- [YOUR GOAL]
Repeat each entry as written, dropping any picture you find.

[Coordinate labeling data]
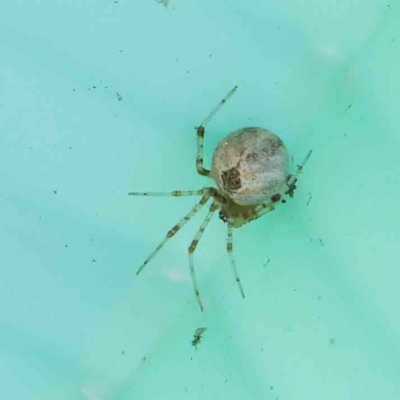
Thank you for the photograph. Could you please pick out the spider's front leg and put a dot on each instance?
(200, 134)
(292, 179)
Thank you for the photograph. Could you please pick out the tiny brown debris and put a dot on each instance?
(198, 336)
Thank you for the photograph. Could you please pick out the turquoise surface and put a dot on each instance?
(100, 98)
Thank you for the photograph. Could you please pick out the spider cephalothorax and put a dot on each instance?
(251, 169)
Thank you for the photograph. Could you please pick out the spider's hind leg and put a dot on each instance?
(214, 207)
(206, 195)
(292, 179)
(200, 134)
(229, 248)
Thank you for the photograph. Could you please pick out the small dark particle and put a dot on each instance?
(348, 108)
(197, 336)
(276, 197)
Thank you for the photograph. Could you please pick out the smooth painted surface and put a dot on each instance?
(99, 98)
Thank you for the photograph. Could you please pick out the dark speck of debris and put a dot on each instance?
(348, 108)
(198, 336)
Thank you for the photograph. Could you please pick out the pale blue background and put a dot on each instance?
(321, 319)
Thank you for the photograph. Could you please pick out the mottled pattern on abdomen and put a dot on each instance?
(250, 165)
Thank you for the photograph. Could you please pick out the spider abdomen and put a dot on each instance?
(250, 166)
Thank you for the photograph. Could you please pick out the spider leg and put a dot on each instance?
(229, 248)
(264, 208)
(293, 178)
(214, 207)
(200, 134)
(176, 228)
(175, 193)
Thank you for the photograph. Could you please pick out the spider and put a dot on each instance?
(250, 167)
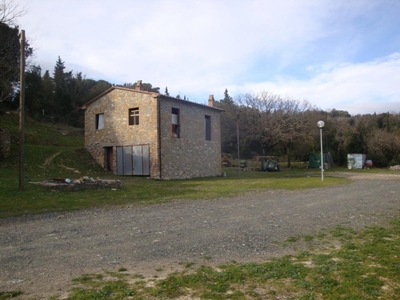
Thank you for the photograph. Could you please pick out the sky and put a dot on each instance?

- [EXERCISE ANSWER]
Thank you for the photograph. Could you please pick out the spider's front leg and put a dot on each instance?
(200, 134)
(292, 179)
Thank you for the photograph. Could you please pick out the tiny brown debris and put a dot on each instance?
(198, 336)
Thank you for the photograph. Could you please pick out the turquoise surface and put a dot on each instance?
(100, 98)
Thank you for the photograph. Could you please pick out the spider cephalothorax and put a dot on each instance?
(251, 169)
Thank you for the photograph. Could you please pick out the spider's hind leg and put a dot on each instance?
(214, 207)
(206, 195)
(292, 179)
(200, 134)
(229, 248)
Thank you for the photograph. Could you please pick out the small dark particle and put a dot on each instance?
(348, 108)
(197, 336)
(276, 197)
Thank you for the photograph. Could you please pick out the smooth painted surface and put a dot on each instance?
(99, 98)
Thank you for the photograph. Could you please pick out the dark speck of debris and put a dot on each instance?
(348, 108)
(198, 336)
Thank you for the photograph. Could you please pick out the pale blue background and put a dot on each instance?
(321, 319)
Thank you for the photograph. Could you please pick out the mottled pattern on abdomen and put a dot on each instance?
(250, 165)
Thank you for the photograph. Could you please pick out the spider abdomen and put a dot on each instance?
(250, 166)
Thank you for the photograph. Could you please pick out the spider leg and put a dot on each instance?
(229, 248)
(264, 208)
(293, 178)
(214, 207)
(200, 134)
(176, 228)
(175, 193)
Thank you for the photograph. Could you please pick out the spider and put a dot on each instance?
(250, 167)
Thank you for the photograph. Could you please pick out the sky and put a dot on each instance?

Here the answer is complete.